### [Description of the task]
Copy the lines below word for word, starting with the line containing "Q: For each instance of the dragonfly eye" and ending with the line containing "x=108 y=150", both included.

### [Extracted information]
· · · · ·
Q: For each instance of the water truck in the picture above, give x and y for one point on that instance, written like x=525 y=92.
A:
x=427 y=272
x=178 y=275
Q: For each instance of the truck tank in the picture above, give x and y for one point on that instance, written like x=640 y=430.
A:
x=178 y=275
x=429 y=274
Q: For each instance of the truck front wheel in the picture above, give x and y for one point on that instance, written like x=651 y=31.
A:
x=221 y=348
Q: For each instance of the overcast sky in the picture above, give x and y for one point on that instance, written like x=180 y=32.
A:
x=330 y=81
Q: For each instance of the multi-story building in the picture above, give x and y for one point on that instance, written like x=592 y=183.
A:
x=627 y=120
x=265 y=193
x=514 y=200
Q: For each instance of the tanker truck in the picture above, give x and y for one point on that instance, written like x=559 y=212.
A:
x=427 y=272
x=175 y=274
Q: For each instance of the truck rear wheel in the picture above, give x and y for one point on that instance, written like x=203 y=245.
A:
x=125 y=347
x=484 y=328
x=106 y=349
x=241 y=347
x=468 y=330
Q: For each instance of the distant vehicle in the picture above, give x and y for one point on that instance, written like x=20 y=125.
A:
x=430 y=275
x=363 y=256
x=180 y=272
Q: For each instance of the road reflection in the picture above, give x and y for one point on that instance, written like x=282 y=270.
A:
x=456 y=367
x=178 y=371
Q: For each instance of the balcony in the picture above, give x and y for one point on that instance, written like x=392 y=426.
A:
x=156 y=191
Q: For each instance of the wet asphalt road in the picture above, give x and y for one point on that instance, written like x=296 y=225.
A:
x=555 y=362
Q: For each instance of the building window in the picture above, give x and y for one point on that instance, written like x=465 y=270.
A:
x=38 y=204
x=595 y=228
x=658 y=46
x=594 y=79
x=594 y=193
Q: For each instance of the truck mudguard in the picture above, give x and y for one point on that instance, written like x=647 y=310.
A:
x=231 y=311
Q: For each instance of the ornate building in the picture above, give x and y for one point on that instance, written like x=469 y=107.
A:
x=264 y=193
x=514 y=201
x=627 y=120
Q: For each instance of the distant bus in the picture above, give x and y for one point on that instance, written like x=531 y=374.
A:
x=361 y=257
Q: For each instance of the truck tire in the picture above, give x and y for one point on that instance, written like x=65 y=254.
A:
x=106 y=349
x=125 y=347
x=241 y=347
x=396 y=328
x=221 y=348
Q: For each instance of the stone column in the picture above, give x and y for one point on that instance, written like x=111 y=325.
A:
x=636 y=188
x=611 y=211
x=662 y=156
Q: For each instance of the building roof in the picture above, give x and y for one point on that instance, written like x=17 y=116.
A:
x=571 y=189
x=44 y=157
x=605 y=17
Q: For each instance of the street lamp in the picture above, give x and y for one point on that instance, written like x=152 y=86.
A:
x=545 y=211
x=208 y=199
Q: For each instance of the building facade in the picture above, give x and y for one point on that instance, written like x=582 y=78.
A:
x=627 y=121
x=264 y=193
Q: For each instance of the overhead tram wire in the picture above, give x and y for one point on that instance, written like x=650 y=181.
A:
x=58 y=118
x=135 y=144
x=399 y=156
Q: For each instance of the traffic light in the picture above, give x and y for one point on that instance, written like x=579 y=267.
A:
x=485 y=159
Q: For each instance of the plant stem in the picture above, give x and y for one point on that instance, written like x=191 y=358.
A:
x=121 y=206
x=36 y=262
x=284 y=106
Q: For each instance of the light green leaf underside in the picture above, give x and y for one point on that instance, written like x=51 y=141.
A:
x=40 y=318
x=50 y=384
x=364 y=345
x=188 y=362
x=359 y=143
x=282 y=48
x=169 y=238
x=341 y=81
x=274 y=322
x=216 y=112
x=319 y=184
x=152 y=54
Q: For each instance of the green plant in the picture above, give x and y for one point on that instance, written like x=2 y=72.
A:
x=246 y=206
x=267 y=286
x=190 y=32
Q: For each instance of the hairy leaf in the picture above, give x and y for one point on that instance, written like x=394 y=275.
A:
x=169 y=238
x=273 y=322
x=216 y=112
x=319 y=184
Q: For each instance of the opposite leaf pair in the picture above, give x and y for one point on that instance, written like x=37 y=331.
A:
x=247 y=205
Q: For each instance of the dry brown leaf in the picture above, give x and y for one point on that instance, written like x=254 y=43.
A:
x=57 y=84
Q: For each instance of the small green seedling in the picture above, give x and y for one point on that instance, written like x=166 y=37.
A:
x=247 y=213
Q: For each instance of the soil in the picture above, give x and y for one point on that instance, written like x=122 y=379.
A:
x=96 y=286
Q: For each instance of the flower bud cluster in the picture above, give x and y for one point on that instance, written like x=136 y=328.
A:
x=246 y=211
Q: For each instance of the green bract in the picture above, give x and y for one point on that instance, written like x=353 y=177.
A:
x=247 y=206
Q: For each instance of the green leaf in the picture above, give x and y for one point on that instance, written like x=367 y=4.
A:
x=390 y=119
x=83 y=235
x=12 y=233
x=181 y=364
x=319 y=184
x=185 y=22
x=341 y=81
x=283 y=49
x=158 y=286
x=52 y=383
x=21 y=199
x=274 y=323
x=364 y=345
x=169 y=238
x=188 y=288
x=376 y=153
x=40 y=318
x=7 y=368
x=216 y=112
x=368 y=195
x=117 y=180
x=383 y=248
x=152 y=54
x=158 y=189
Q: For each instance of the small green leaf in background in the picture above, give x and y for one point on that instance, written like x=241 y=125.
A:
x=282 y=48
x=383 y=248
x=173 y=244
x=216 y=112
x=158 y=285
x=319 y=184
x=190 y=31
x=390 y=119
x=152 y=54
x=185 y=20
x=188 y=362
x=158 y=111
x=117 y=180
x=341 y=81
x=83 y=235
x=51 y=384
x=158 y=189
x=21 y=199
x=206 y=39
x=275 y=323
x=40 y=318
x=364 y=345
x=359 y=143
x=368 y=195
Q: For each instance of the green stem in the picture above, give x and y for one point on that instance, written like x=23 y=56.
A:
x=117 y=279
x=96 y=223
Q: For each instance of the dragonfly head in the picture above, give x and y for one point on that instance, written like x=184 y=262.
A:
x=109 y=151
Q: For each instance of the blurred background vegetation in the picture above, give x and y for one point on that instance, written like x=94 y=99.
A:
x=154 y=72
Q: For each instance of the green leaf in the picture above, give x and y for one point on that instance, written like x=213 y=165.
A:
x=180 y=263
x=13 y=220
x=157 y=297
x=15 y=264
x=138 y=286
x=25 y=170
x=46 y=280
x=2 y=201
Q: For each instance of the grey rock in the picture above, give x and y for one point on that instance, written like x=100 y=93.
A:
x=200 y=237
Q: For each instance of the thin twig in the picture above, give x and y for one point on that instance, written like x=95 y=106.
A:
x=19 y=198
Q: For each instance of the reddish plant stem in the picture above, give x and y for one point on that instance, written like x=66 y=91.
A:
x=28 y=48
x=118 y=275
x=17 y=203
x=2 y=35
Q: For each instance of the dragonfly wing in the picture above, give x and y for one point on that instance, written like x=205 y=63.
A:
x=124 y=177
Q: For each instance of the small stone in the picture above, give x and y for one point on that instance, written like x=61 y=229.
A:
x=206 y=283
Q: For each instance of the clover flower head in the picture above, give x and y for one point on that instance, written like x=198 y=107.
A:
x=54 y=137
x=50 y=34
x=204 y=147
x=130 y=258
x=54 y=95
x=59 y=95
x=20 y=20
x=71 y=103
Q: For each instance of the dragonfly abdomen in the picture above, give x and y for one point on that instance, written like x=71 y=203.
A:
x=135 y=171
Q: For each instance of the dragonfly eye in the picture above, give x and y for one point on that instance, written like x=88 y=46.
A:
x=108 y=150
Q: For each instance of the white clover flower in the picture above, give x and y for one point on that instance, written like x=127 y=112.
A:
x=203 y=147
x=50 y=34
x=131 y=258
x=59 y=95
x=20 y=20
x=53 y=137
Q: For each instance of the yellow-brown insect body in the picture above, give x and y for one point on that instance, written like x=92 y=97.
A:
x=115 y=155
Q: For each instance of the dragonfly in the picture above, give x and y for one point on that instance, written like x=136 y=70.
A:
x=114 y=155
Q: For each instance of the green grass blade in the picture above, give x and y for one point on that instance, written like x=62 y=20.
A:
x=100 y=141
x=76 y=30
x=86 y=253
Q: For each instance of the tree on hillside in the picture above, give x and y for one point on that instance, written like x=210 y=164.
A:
· · · · ·
### [Written answer]
Q: For each instance of the dragonfly eye in the picture above, give x and y for one point on that instance, written like x=88 y=46.
A:
x=108 y=150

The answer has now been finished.